Page extract -
Please Don’t Destroy: The Treasure of Foggy Mountain
Will go over well in dorm lounges.
If you’re wondering about the ungainly title of the new comedy film premiering on Peacock, then you’re probably not a sketch comedy aficionado or regular Saturday Night Live viewer. The first part of Please Don’t Destroy: The Treasure of Foggy Mountain refers to the comedy group consisting of 20-somethings Ben Marshall, John Higgins and Martin Herlihy, whose absurdist videos have been a regular feature on SNL for the past couple of years. The second part of the title calls to mind the sort of old-fashioned adventure movies geared toward kids that have inspired this ramshackle spoof reminding you that sketch comedy is best appreciated in small doses. For proof, look no further than such misfires as Kids in the Hall: Brain Candy, It’s Pat, MacGruber and, well, you get the idea.
The silly storyline revolves around the overgrown adolescents deciding to attempt to find a golden bust of Marie Antoinette that was stolen many years ago by a “French naval explorer” and hidden on the titular mountain in a state park, with clues left behind for intrepid treasure hunters. We learn this from the film’s familiar-voiced narrator, who introduces himself thusly, “I’m John Goodman, from The Big Lebowski and a ton of other shit.”
While the group’s short SNL videos are often quite amusing, this feature-length venture doesn’t do them any favors. Their slacker, doofus personas lack the charm of Adam Sandler, whose films are an obvious influence (Herlihy’s father, Tim, is a longtime Sandler collaborator), and genuine wit is in short supply. When the trio discover via a clue that they must be “in harmony” to find the treasure, they wind up, what else, breaking into song and dance.
As with many of Sandler’s films, this one features a bizarre celebrity cameo. But the appearance of Gaten Matarazzo from Stranger Things doesn’t pay off in comic terms, and won’t erase anyone’s memories of Bob Barker giving Sandler a vicious beatdown in Happy Gilmore.
The Please Don’t Destroy guys are clearly in tune with their target audience — a slapstick fight sequence is set to the jaunty strains of Peter Bjorn and John’s “Young Folks” — and, humor being all too subjective, many will no doubt find their offbeat antics hilarious. But it will probably help to be young, dumb and baked.

What is asked - Reproduce the stretch of the review from "While the group’s" through "song and dance.".

Dataset records -
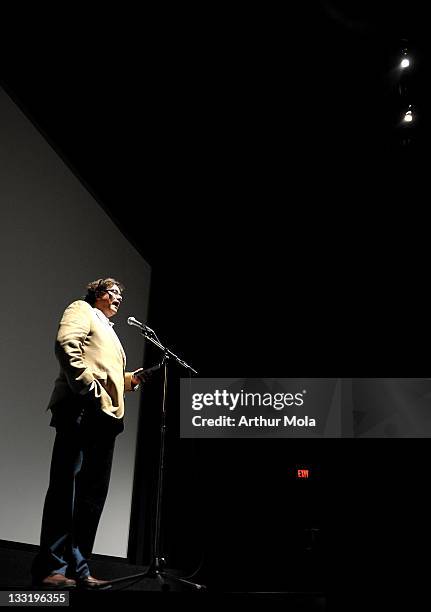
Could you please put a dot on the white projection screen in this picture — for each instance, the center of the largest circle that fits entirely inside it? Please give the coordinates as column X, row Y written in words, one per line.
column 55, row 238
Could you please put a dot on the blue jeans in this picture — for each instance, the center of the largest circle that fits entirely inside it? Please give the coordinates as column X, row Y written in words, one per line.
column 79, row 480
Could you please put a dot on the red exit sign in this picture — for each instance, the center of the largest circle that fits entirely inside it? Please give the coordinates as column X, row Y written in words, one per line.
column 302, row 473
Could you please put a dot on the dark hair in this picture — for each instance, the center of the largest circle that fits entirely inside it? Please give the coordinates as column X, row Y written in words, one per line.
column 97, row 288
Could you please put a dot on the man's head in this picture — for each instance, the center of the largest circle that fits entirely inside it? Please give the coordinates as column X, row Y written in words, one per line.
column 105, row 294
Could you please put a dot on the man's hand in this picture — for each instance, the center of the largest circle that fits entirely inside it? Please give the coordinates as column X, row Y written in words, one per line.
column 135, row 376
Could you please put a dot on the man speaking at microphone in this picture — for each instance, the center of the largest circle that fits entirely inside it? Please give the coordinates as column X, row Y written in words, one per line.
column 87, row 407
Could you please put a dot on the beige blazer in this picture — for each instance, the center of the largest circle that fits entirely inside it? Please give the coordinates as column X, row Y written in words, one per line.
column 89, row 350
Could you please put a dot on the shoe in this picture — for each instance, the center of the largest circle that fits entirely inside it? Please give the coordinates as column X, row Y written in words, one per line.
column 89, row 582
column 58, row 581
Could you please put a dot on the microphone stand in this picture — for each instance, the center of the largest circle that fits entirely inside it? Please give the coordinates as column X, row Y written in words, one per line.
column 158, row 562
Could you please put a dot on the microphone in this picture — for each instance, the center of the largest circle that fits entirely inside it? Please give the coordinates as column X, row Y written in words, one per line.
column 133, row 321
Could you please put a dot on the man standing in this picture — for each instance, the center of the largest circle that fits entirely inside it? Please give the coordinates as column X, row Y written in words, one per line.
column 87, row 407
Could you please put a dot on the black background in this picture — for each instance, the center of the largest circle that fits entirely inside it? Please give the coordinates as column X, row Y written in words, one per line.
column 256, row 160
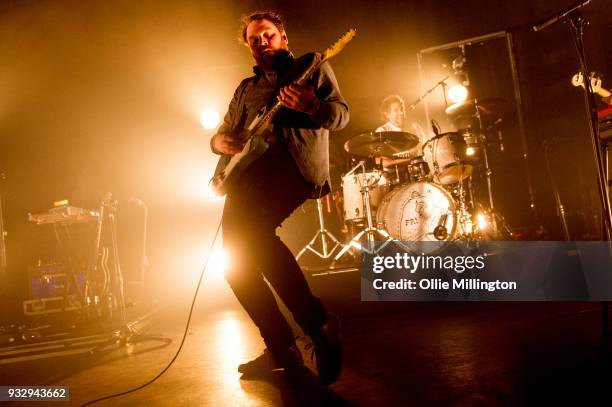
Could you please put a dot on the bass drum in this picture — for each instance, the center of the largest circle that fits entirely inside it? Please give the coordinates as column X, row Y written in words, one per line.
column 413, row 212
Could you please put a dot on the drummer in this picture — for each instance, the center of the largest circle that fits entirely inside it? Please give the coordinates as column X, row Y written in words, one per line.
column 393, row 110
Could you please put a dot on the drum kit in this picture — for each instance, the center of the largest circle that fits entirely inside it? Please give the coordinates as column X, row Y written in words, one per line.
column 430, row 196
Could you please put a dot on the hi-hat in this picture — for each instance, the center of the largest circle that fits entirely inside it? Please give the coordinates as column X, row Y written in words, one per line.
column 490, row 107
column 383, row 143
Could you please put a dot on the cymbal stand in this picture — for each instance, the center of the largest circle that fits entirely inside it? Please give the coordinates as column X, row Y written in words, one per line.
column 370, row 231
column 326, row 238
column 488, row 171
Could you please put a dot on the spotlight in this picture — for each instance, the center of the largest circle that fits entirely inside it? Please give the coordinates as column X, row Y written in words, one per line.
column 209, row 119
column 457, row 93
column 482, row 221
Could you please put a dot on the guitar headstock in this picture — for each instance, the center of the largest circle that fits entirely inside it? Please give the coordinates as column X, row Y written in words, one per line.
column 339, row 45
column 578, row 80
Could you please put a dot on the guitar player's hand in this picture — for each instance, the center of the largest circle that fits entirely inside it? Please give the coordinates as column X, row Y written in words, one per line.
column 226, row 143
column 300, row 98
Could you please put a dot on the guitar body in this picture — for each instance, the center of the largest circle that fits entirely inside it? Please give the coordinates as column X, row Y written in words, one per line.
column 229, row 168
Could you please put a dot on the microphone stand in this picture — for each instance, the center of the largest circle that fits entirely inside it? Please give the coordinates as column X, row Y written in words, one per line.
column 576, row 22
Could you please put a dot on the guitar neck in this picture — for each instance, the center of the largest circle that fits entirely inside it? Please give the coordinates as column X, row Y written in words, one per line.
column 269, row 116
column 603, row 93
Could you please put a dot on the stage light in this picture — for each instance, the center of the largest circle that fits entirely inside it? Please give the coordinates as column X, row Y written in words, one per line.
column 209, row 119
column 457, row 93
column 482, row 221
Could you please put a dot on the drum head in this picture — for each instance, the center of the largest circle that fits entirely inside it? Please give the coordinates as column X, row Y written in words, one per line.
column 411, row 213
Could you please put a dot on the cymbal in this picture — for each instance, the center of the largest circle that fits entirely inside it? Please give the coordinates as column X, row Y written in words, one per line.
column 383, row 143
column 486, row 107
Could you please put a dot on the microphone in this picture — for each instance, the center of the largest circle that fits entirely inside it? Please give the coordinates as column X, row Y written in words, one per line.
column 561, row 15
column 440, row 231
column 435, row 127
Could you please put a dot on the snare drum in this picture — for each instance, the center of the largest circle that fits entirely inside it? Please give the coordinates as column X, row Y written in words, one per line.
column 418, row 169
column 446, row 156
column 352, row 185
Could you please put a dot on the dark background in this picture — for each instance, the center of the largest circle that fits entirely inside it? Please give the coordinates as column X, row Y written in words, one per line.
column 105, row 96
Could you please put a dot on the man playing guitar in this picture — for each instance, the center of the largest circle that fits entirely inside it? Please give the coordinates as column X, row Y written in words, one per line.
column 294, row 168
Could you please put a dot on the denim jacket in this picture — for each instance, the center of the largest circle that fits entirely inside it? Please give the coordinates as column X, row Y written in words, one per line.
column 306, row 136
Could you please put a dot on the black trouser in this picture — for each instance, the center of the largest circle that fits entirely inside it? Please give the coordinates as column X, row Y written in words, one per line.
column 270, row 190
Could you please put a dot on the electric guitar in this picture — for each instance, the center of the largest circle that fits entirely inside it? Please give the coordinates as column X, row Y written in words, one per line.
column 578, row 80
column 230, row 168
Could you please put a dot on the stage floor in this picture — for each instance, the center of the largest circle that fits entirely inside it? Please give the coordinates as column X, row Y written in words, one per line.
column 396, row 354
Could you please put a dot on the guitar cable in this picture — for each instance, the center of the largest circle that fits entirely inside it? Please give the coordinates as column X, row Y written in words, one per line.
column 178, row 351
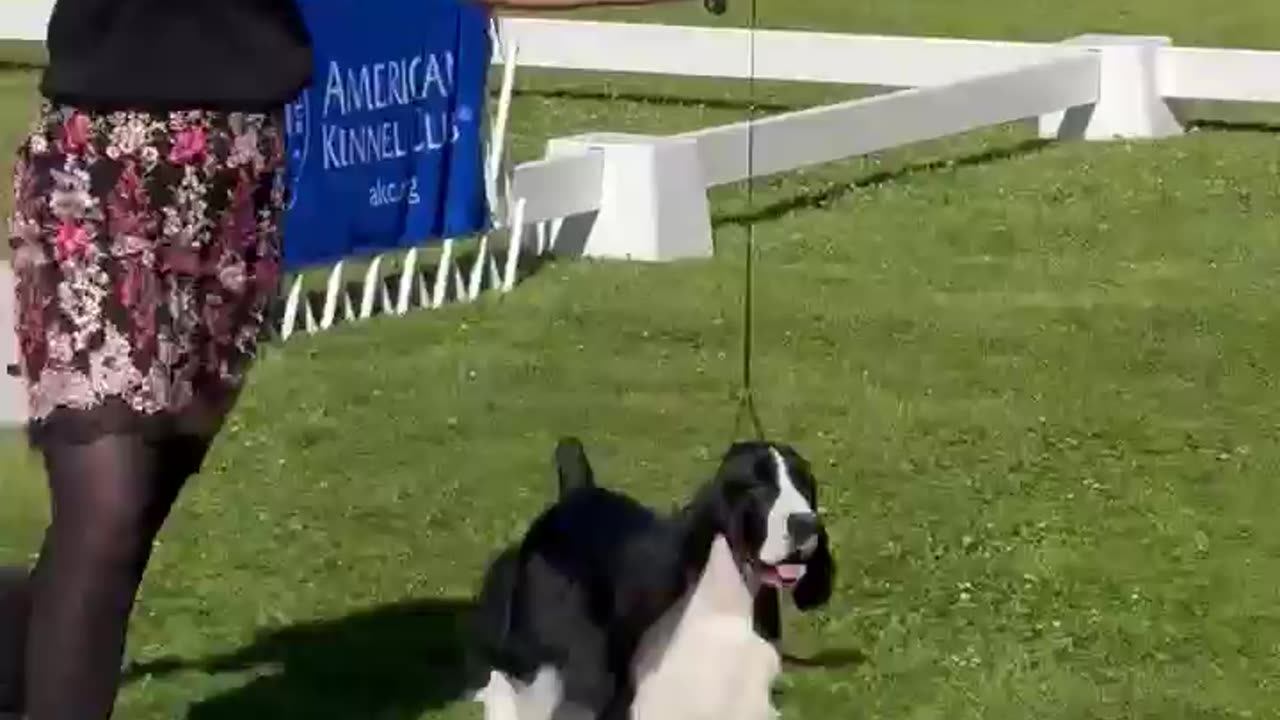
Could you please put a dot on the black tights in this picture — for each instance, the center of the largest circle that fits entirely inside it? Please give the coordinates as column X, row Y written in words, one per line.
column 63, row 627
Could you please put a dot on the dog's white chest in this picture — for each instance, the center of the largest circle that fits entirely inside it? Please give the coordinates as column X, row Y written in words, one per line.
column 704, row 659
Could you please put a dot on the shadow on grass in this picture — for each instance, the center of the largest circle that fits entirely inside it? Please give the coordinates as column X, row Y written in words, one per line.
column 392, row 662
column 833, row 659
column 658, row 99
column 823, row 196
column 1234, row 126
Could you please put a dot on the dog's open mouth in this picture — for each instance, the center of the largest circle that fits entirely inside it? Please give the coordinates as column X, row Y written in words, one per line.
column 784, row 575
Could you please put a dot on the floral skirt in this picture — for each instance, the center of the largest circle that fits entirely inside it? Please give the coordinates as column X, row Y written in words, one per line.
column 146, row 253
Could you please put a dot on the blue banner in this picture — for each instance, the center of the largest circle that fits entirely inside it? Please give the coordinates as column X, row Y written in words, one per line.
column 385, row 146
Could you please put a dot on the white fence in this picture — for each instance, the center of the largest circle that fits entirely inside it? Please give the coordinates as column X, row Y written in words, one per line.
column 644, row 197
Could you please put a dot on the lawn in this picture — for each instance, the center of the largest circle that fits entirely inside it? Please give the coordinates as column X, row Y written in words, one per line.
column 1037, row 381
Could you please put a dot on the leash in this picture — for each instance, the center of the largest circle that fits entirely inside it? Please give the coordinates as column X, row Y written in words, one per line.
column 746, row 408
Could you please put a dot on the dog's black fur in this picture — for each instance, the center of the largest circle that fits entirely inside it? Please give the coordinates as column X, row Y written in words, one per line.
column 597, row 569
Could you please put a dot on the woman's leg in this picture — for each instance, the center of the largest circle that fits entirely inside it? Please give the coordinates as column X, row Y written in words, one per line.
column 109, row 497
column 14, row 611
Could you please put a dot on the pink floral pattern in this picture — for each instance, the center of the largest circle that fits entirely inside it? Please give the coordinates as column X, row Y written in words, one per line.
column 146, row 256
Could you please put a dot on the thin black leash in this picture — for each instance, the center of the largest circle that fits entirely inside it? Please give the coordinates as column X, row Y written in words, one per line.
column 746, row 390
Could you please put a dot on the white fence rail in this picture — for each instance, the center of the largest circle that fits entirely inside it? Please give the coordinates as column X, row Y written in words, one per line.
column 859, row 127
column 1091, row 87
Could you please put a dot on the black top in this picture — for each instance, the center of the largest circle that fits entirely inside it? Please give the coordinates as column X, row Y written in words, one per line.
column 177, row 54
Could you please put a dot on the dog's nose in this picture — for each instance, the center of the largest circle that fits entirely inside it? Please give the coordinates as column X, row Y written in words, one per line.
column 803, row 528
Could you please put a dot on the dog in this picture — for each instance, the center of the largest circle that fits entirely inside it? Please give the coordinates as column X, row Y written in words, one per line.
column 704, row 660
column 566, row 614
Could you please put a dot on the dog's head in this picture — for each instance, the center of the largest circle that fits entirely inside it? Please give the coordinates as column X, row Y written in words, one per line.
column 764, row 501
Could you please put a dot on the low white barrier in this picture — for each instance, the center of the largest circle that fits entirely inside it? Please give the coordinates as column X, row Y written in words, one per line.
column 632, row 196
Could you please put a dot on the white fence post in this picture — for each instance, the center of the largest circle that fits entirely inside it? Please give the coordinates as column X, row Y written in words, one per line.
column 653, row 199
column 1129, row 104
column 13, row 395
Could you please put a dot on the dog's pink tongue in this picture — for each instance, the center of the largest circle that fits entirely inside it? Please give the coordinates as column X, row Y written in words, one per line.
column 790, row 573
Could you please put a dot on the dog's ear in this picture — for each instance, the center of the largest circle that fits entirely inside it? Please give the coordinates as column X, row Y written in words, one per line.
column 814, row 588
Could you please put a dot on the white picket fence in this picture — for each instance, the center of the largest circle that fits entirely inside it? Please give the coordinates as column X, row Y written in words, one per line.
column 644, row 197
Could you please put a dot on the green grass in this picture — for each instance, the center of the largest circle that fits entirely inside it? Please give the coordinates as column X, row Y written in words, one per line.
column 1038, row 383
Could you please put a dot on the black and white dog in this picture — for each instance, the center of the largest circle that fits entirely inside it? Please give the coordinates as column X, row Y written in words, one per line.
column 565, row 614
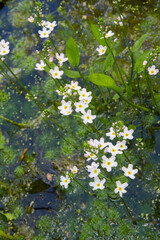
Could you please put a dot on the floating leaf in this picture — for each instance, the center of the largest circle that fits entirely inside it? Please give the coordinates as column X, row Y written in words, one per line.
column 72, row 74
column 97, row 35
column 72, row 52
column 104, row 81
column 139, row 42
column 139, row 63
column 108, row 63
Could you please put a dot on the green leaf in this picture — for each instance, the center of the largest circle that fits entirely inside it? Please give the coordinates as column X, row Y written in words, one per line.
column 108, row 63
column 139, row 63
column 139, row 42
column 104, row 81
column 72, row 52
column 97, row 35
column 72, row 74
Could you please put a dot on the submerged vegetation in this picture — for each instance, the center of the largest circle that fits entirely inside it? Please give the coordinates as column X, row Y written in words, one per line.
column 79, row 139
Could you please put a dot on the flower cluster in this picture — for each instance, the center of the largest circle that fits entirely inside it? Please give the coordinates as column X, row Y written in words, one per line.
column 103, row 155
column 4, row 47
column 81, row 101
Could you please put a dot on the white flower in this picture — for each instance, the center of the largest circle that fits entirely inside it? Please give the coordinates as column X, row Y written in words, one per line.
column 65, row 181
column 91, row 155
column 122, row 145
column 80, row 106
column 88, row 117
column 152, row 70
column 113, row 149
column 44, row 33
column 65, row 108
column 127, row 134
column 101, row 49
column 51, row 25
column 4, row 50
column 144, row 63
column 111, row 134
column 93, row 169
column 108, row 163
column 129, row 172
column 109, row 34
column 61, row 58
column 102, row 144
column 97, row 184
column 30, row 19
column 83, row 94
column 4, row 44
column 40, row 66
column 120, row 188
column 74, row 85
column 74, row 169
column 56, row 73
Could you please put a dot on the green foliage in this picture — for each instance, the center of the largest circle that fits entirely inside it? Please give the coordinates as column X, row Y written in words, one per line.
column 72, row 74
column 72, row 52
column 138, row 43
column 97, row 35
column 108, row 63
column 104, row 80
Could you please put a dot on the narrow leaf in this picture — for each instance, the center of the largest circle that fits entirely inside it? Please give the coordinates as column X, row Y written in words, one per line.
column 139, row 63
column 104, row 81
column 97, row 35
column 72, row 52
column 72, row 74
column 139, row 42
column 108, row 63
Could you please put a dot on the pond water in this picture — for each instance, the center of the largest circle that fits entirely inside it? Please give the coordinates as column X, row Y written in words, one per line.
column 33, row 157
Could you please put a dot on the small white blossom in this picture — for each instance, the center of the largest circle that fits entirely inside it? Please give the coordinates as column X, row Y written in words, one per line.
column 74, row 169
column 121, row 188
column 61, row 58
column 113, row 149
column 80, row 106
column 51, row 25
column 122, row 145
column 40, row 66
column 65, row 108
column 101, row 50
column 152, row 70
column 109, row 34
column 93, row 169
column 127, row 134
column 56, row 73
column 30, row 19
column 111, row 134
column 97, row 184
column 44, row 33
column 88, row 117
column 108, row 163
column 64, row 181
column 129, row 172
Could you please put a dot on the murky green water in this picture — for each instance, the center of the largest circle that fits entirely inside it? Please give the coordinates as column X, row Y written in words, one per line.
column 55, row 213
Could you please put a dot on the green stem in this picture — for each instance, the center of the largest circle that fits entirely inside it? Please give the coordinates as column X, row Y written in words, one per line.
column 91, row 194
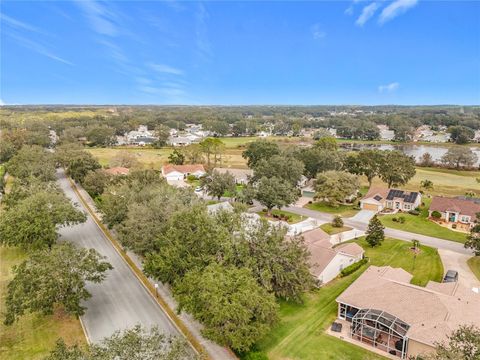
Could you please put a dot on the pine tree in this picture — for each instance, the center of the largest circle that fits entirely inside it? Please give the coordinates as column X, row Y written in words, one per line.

Response to the task -
While the group’s short SNL videos are often quite amusing, this feature-length venture doesn’t do them any favors. Their slacker, doofus personas lack the charm of Adam Sandler, whose films are an obvious influence (Herlihy’s father, Tim, is a longtime Sandler collaborator), and genuine wit is in short supply. When the trio discover via a clue that they must be “in harmony” to find the treasure, they wind up, what else, breaking into song and dance.